> Source extract:
Studio album by Harold Melvin & the Blue Notes
- Released: February 1975
- Recorded: Sigma Sound, Philadelphia, Pennsylvania
- Genre: R&B
- Length: 38:46
- Label: Philadelphia International KZ 33148
- Producer: Kenneth Gamble & Leon Huff

Harold Melvin & the Blue Notes chronology
| Black & Blue (1973) | To Be True (1975) | Wake Up Everybody (1975) |

= To Be True =

To Be True is an album released by Harold Melvin & the Blue Notes on the Philadelphia International record label in February 1975. It was produced by Kenneth Gamble & Leon Huff.

The album features the hit singles "Bad Luck", "Hope That We Can Be Together Soon" with Sharon Paige, and "Where Are All My Friends".

The album was remastered and reissued with bonus tracks in 2016 by Big Break Records.

Professional ratings
Review scores
| Source | Rating |
| Allmusic |  |
| Christgau's Record Guide | B+ |

==Track listing==

Side one
| No. | Title | Writer(s) | Length |
|---|---|---|---|
| 1. | "Where Are All My Friends" | Gene McFadden, John Whitehead, Victor Carstarphen | 3:22 |
| 2. | "To Be True" | Kenneth Gamble, Leon Huff | 4:42 |
| 3. | "Pretty Flower" | McFadden, Whitehead, Carstarphen | 5:42 |
| 4. | "Hope That We Can Be Together Soon" (Female vocal by Sharon Paige) | Gamble, Huff | 3:45 |

Side two
| No. | Title | Writer(s) | Length |
|---|---|---|---|
| 5. | "Nobody Could Take Your Place" | Gamble, Huff | 4:22 |
| 6. | "Somewhere Down the Line" | Gamble, Huff | 4:55 |
| 7. | "Bad Luck" | McFadden, Whitehead, Carstarphen | 6:29 |
| 8. | "All Because of a Woman" | McFadden, Whitehead, Huff | 5:29 |

2016 remastered reissue bonus tracks
| No. | Title | Length |
|---|---|---|
| 9. | "Hope That We Can Be Together Soon" (Single Version) | 3:26 |
| 10. | "Bad Luck" (Tom Moulton Mix) | 7:56 |

==Personnel==
- Harold Melvin, Teddy Pendergrass, Bernard Wilson, Lawrence Brown, Jerry Cummings - vocals
- Sharon Paige - female vocalist on "Hope That We Can Be Together Soon"

> To do:
Can you return the passage of the To Be True album entry from "To Be True is" up to and including "Gamble & Leon Huff.", word for word?

> Dataset excerpts:

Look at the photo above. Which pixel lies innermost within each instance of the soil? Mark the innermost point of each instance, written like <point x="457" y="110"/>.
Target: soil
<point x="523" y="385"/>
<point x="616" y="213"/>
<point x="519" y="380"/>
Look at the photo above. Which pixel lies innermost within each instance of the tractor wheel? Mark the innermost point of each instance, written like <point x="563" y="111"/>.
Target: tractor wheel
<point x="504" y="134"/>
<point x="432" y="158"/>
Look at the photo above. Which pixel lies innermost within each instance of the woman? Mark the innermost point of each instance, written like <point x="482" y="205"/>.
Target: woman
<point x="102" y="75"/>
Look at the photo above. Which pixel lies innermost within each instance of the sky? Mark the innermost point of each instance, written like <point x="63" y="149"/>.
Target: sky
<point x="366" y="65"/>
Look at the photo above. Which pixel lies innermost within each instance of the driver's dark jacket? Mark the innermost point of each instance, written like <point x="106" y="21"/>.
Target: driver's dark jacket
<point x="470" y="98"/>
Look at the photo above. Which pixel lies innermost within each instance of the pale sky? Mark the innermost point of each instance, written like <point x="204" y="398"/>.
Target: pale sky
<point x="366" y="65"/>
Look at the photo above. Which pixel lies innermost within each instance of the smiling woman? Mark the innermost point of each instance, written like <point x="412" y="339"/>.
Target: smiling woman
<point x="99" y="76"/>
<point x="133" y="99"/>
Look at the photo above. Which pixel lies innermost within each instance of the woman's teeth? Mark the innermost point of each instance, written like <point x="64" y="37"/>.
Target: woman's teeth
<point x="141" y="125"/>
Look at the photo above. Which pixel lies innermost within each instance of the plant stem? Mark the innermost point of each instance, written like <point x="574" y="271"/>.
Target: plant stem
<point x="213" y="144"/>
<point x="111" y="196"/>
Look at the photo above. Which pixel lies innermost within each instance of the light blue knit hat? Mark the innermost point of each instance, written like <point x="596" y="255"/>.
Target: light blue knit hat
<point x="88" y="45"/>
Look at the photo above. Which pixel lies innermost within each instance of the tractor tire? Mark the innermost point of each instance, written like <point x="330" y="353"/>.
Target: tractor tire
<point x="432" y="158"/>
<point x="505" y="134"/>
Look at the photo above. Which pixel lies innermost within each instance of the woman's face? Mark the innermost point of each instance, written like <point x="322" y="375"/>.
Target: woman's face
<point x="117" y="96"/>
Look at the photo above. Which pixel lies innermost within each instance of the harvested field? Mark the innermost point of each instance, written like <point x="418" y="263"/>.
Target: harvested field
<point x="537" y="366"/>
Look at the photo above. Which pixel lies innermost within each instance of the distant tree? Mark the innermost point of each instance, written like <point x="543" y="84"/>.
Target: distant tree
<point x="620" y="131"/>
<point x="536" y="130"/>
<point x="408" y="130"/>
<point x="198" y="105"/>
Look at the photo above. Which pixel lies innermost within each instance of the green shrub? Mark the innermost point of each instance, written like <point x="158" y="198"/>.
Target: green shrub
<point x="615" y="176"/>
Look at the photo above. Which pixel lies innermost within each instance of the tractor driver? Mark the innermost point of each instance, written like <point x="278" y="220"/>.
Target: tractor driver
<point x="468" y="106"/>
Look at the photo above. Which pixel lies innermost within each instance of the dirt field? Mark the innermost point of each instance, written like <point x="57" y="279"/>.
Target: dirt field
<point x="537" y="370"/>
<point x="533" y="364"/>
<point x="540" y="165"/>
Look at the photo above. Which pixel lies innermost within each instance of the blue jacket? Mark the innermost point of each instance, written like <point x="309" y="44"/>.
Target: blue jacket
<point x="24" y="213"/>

> Output of the exercise:
To Be True is an album released by Harold Melvin & the Blue Notes on the Philadelphia International record label in February 1975. It was produced by Kenneth Gamble & Leon Huff.